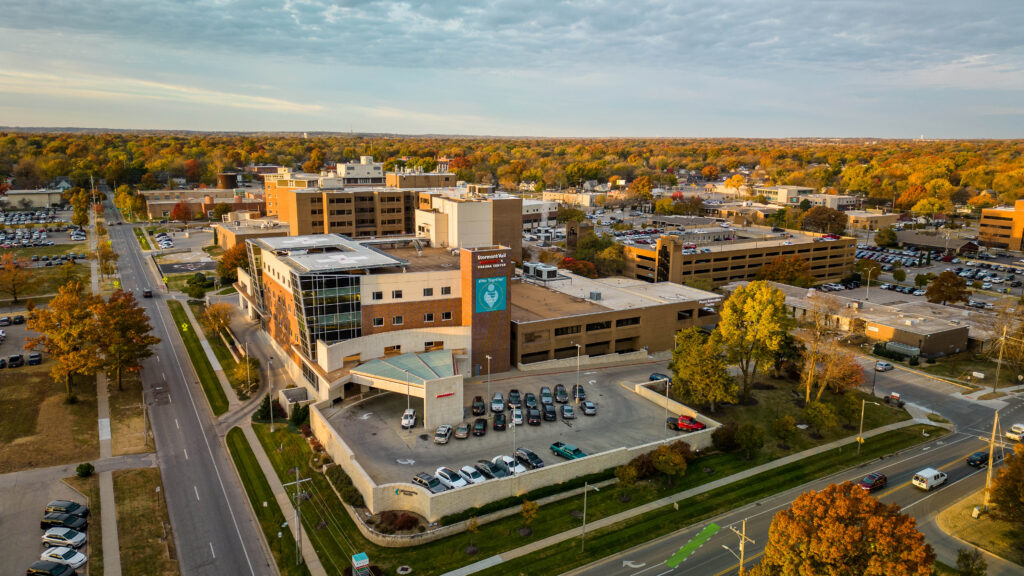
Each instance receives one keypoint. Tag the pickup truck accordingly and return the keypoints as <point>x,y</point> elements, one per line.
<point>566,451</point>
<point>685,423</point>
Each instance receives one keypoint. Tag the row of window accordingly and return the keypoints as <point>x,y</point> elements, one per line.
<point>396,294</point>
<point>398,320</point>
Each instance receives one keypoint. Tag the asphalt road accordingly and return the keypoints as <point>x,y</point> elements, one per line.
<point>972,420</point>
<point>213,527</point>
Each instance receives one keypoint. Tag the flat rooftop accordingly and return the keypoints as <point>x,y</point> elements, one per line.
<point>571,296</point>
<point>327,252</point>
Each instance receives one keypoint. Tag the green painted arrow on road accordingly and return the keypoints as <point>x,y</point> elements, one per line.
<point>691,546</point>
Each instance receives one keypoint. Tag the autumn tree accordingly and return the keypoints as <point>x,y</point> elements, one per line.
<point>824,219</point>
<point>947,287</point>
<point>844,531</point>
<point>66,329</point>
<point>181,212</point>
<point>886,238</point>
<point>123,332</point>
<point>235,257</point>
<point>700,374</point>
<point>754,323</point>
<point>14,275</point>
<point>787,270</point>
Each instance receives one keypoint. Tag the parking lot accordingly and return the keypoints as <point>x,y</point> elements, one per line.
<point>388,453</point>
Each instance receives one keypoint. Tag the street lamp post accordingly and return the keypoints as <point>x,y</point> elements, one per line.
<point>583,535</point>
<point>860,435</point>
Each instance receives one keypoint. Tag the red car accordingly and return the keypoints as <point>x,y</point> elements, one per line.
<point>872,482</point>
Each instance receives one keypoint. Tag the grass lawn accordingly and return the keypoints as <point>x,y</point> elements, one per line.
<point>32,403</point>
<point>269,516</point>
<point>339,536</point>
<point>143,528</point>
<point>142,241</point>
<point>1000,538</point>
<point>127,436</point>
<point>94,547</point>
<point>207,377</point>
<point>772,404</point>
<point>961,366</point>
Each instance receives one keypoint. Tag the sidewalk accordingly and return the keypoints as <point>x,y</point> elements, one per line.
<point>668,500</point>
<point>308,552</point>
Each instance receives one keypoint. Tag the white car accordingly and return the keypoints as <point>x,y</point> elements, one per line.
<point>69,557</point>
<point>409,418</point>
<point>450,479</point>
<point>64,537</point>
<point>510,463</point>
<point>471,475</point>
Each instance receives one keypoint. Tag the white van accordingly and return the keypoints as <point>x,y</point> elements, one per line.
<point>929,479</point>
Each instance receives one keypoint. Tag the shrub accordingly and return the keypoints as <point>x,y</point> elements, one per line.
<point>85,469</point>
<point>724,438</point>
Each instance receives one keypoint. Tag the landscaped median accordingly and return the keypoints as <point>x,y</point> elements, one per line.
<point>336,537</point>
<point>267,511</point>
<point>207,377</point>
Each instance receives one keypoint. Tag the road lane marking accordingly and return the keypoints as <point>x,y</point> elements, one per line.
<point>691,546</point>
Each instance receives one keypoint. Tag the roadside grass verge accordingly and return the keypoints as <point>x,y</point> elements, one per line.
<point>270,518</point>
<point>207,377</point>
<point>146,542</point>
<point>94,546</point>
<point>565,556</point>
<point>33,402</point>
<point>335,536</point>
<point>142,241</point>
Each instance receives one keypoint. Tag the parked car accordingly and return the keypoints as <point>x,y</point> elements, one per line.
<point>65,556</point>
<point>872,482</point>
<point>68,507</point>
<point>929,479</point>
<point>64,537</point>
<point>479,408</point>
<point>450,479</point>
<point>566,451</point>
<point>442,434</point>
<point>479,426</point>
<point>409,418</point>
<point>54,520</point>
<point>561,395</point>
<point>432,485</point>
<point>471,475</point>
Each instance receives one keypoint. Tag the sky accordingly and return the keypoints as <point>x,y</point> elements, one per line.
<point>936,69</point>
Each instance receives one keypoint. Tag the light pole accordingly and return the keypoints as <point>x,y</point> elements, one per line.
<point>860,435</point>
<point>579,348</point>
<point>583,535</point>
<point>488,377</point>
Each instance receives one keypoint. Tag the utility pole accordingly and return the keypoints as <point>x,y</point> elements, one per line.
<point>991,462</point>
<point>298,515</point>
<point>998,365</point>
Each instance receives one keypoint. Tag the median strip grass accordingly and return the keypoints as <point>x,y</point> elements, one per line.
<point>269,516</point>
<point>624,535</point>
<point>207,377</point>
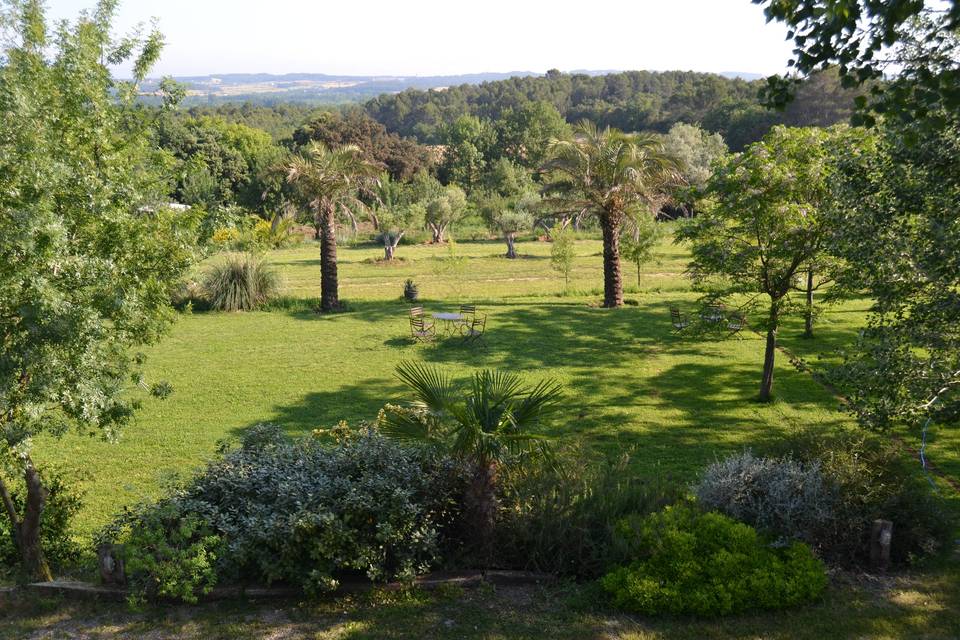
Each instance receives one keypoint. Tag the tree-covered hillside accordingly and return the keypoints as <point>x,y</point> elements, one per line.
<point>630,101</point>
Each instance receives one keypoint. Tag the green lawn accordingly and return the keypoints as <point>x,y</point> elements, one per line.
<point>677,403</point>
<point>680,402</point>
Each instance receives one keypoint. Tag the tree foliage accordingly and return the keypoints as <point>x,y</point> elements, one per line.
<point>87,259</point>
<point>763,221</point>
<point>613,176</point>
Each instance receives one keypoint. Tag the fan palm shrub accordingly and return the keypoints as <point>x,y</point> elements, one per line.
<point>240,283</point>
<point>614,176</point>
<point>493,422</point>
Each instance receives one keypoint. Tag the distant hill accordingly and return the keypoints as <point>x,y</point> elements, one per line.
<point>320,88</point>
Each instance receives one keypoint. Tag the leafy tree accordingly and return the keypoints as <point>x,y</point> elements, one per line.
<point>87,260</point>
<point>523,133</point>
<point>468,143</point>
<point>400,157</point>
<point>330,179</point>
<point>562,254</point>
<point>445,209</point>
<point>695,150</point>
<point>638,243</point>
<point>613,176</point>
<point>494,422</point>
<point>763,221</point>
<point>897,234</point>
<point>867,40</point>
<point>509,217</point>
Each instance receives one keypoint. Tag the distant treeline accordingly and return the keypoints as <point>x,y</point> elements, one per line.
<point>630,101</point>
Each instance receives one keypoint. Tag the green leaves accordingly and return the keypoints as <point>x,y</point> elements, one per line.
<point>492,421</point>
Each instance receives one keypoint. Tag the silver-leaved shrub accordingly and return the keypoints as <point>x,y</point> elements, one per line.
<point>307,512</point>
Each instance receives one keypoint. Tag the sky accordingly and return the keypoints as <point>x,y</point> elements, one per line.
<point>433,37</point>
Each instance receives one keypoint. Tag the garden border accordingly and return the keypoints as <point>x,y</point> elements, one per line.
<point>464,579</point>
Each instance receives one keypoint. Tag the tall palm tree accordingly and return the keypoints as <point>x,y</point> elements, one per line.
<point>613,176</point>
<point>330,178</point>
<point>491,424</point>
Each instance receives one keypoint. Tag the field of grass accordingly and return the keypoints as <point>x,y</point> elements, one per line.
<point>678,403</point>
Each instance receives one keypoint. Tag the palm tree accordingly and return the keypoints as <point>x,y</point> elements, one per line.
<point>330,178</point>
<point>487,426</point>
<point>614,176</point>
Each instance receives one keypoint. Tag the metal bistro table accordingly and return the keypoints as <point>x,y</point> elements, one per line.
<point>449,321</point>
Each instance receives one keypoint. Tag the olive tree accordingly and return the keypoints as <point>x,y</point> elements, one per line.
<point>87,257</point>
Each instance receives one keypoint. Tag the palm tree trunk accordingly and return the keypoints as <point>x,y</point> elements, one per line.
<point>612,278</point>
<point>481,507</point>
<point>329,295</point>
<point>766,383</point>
------------------------------------------------------------------------
Task to carry out:
Without the pictures, print the records in full, exactly as they appear.

Written response:
Each instance receives one keypoint. Tag the pickup truck accordingly and return the keypoints as <point>x,y</point> elements, one per line.
<point>566,451</point>
<point>685,423</point>
Each instance receives one keypoint. Tag the row of window accordingly and return the keypoints as <point>x,y</point> elements, one per line.
<point>396,294</point>
<point>398,320</point>
Each instance receives one keypoint. Tag the asphalt road accordingly and return the keypoints as <point>x,y</point> elements, one per line.
<point>972,420</point>
<point>213,527</point>
Each instance receives one keypoint. Tag the flat rooftop accordingly and return the keypoints as <point>x,y</point> elements, one per line.
<point>571,296</point>
<point>327,252</point>
Each instance receives one keypoint. Tag the green painted arrow on road accordingly and return the keypoints as <point>x,y</point> elements, one per line.
<point>691,546</point>
Each instance receives one keypoint. Tag the autumn tree accordingly and return the keypoints as <point>x,y</point> elements, one per line.
<point>824,219</point>
<point>947,287</point>
<point>844,531</point>
<point>66,329</point>
<point>181,212</point>
<point>886,238</point>
<point>123,332</point>
<point>235,257</point>
<point>700,374</point>
<point>754,323</point>
<point>14,275</point>
<point>787,270</point>
Each instance receives one keypoint. Tag the parking lot accordingly and return the keypoints as <point>x,y</point> elements, one per line.
<point>388,453</point>
Each instance receives one keypoint. Tag the street lamp post accordingly and return the keypoints as <point>x,y</point> elements, one per line.
<point>583,535</point>
<point>860,435</point>
Each instance receives one keypoint. Tag the red car accordingly and return the keypoints as <point>x,y</point> elements, one per line.
<point>872,482</point>
Each instance receives one keypoint. Tag the grass lawn accordingly and return the keypoints as <point>x,y</point> elements, one per line.
<point>32,403</point>
<point>269,516</point>
<point>339,536</point>
<point>143,528</point>
<point>142,241</point>
<point>1000,538</point>
<point>127,436</point>
<point>94,547</point>
<point>207,377</point>
<point>772,404</point>
<point>961,366</point>
Each instance receives one keypoint. Tag the sidewalk accordingly and return the keypoints as <point>x,y</point> elements, one per line.
<point>668,500</point>
<point>308,552</point>
Each instance receives one keypoint. Tag the white car accordingly and return the keypoints as <point>x,y</point> elements, one per line.
<point>69,557</point>
<point>409,418</point>
<point>450,479</point>
<point>64,537</point>
<point>510,463</point>
<point>471,475</point>
Each instance receives one keypoint. Tag the white van accordingly and return the keypoints as <point>x,y</point> elements, one per line.
<point>929,479</point>
Each instance receives one keypoint. Tag the shrub accordingly and return the keypoints as <point>x,y</point> elements, one per line.
<point>85,469</point>
<point>724,438</point>
Each instance receives one keypoint. Tag the landscaped median accordingly and return the keypoints as <point>x,y</point> elements, one per line.
<point>336,537</point>
<point>267,511</point>
<point>207,377</point>
Each instance receives one keypoint. Tag the road lane marking accordingly and return the keypoints as <point>x,y</point> elements, one per line.
<point>691,546</point>
Each instance receives one keypoint. Tag the roadside grass verge accordingly and return the keypoints as <point>x,y</point> elements, one per line.
<point>270,518</point>
<point>207,377</point>
<point>146,542</point>
<point>94,546</point>
<point>565,556</point>
<point>33,402</point>
<point>335,536</point>
<point>142,241</point>
Each instance receives one keypoint. Tag the parked car accordingly and return the keypoints as <point>x,y</point> elements, one per line.
<point>65,556</point>
<point>872,482</point>
<point>68,507</point>
<point>929,479</point>
<point>64,537</point>
<point>479,408</point>
<point>450,479</point>
<point>566,451</point>
<point>442,434</point>
<point>479,426</point>
<point>409,418</point>
<point>54,520</point>
<point>561,395</point>
<point>432,485</point>
<point>471,475</point>
Each instance receives one keypoint. Tag the sky accordingly and return the keypoints as <point>x,y</point> elements, one per line.
<point>936,69</point>
Each instance receives one keypoint. Tag the light pole accordingly and return the keypoints as <point>x,y</point> elements, one per line.
<point>860,435</point>
<point>579,348</point>
<point>583,535</point>
<point>488,377</point>
Each instance receives one keypoint. Tag the utility pole accordingly and return the keypoints as <point>x,y</point> elements, one per line.
<point>991,462</point>
<point>298,515</point>
<point>998,365</point>
Each instance receives one keypoint. Tag the median strip grass accordingly and return the keypoints as <point>x,y</point> elements, one per line.
<point>269,516</point>
<point>624,535</point>
<point>207,377</point>
Each instance receives one keypoint. Tag the tree-covered hillside accordingly and return the keypoints as <point>x,y</point> elements, one per line.
<point>630,101</point>
Each instance receives one keypoint. Tag the green lawn accordingly and return the keypoints as <point>x,y</point> elements, one per line.
<point>677,403</point>
<point>680,402</point>
Each instance receives one keypoint. Tag the tree foliage accordingly and return the keypoints as <point>x,y</point> elements, one per line.
<point>87,259</point>
<point>763,221</point>
<point>613,176</point>
Each instance receives one keypoint. Tag the fan palm shrub accordingly and return the keypoints as <point>x,y</point> elements, one per line.
<point>240,283</point>
<point>614,176</point>
<point>493,422</point>
Each instance receives one keypoint. Tag the distant hill accordingly and return the keypoints as <point>x,y</point> elements, one per line.
<point>320,88</point>
Each instance receives one keypoint. Tag the leafy tree accordingly and return the keypoints as <point>x,y</point> elements, one per line.
<point>87,260</point>
<point>523,133</point>
<point>468,143</point>
<point>400,157</point>
<point>330,179</point>
<point>562,254</point>
<point>445,209</point>
<point>695,150</point>
<point>638,243</point>
<point>613,176</point>
<point>494,422</point>
<point>763,221</point>
<point>897,234</point>
<point>867,40</point>
<point>509,217</point>
Each instance receives one keypoint. Tag the distant treeline accordingly and return the keypoints as <point>x,y</point> elements, one per line.
<point>630,101</point>
Each instance receives one keypoint. Tag the green leaves accordingly and return the keypoints as <point>x,y</point> elements, one per line.
<point>492,421</point>
Each instance receives one keypoint. Tag the silver-leaved shrub accordingly and return the keypoints as <point>x,y</point> elements, one per line.
<point>307,512</point>
Each instance receives one keypoint. Tag the sky accordingly and return the keypoints as <point>x,y</point> elements, one per line.
<point>433,37</point>
Each instance receives one keypoint. Tag the garden border accordingly and return the keypoints as <point>x,y</point> elements, one per line.
<point>464,579</point>
Each instance receives one keypoint. Tag the tall palm tree accordingly and return the keypoints as <point>x,y</point> elements, one per line.
<point>613,176</point>
<point>330,178</point>
<point>491,424</point>
Each instance receives one keypoint. Tag the field of grass accordingly and return the keypoints as <point>x,y</point> elements, one per line.
<point>678,403</point>
Each instance receives one keypoint. Tag the palm tree accordingly and return the keypoints as <point>x,y</point> elements, one per line.
<point>330,178</point>
<point>487,426</point>
<point>614,176</point>
Each instance receives one keypoint. Tag the metal bistro table accordingly and return the keypoints as <point>x,y</point> elements, one per line.
<point>449,321</point>
Each instance receives one keypoint. Tag the olive tree accordingly and return the keypoints as <point>x,y</point> elements, one per line.
<point>87,257</point>
Each instance receives one keypoint. Tag the palm tree trunk accordingly and return the keypoints as <point>x,y</point> elements, one per line.
<point>612,278</point>
<point>481,507</point>
<point>329,295</point>
<point>766,383</point>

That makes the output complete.